Cela couvait depuis longtemps. Dans les années 2000, un ballon d’essai avait été envoyé sous la forme d’une icône de Poutine venue décorer le temple de Fotinia Svetonosnaïa, près de Nijni Novgorod. À l’époque, la chose avait été perçue comme une bizarrerie que s’était permise une nonne isolée qui tentait de créer une secte en surfant sur la vague du culte de la personnalité du nouveau chef de l’État.
Plus tard, des icônes de Poutine dans un luxueux coffret avaient été proposées à la vente dans le magasin de souvenirs de l’aéroport de Poulkovo. Dmitri Peskov [le porte-parole du Kremlin] avait alors veillé à préciser que Poutine ne goûtait guère pareilles formes de vénération.
Mais aujourd’hui, alors que les églises sont fermées aux paroissiens et que l’on célèbre Pâques à huis clos, c’est le moment parfait pour lancer une nouvelle “religion d’État” en Russie. Un nouveau culte, pour être précis, qui emprunte aux rites de l’orthodoxie, mais tend en réalité à remplacer le christianisme. Cela est présenté comme une “révélation” qui prend place dans le “temple principal” des forces armées russes, avec pour toile de fond la victoire dans la Seconde Guerre mondiale, à la mémoire de laquelle ce temple est justement dédié.
Une symbolique guerrière
Le culte bénéficiera ainsi de toute la portée de cette institution. Il aura aussi la bénédiction “par défaut” du patriarche de l’Église orthodoxe russe, qui, confiné à cause du coronavirus, pourra difficilement s’exprimer à ce sujet. Au reste, ce patriarche est devenu fort docile.
Concernant cette église en construction dans le Patriot Park, dans la région de Moscou, de nombreux commentateurs, croyants ou non, se sont dit frappés par une symbolique, un décor et un message renvoyant à une divinité guerrière – sorte de Mars ou de Péroun – très éloignée de l’image miséricordieuse du prédicateur de Galilée, qui a dit : “Tous ceux qui prennent l’épée périront par l’épée.”

Jeu de données -
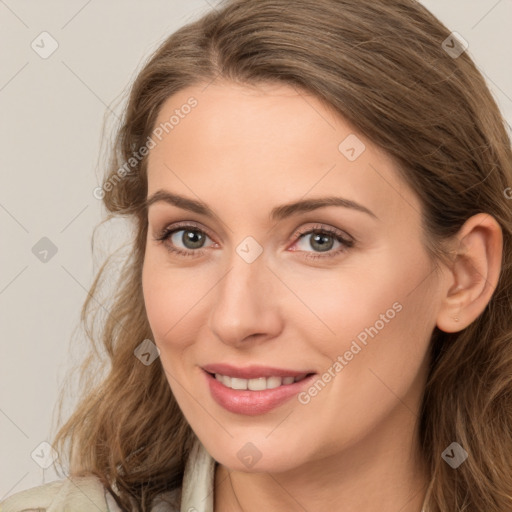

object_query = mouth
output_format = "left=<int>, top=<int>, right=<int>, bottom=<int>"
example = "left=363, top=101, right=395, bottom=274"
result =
left=202, top=368, right=317, bottom=416
left=205, top=370, right=314, bottom=391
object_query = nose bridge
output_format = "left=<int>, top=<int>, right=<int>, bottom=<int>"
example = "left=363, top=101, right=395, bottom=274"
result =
left=209, top=241, right=280, bottom=344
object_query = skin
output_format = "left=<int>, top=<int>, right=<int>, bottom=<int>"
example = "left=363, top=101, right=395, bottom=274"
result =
left=143, top=82, right=502, bottom=512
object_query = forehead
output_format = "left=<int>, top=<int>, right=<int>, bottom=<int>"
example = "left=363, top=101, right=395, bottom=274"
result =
left=144, top=82, right=420, bottom=225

Travail à faire -
1. Traduisez en anglais la phrase suivante de l'extrait : « Plus tard, des icônes de Poutine dans un luxueux coffret avaient été proposées à la vente dans le magasin de souvenirs de l’aéroport de Poulkovo. »
2. D'après l'extrait, où se trouve l'église en construction dont la symbolique a frappé de nombreux commentateurs ?
3. Reformulez sous forme de liste le paragraphe de l'extrait qui commence par « Mais aujourd’hui, alors que les églises », en conservant ses faits principaux.

Réponses par exercice -
1. Later, icons of Putin in a luxurious case had been offered for sale in the souvenir shop at Pulkovo airport.

2. Dans le Patriot Park, dans la région de Moscou.

3.
- Les églises sont fermées aux paroissiens et Pâques est célébrée à huis clos.
- C'est présenté comme le moment idéal pour lancer une nouvelle « religion d'État » en Russie.
- Ce nouveau culte emprunte aux rites de l'orthodoxie mais tend à remplacer le christianisme.
- Il est présenté comme une « révélation » dans le « temple principal » des forces armées russes.
- Sa toile de fond est la victoire dans la Seconde Guerre mondiale, à la mémoire de laquelle ce temple est dédié.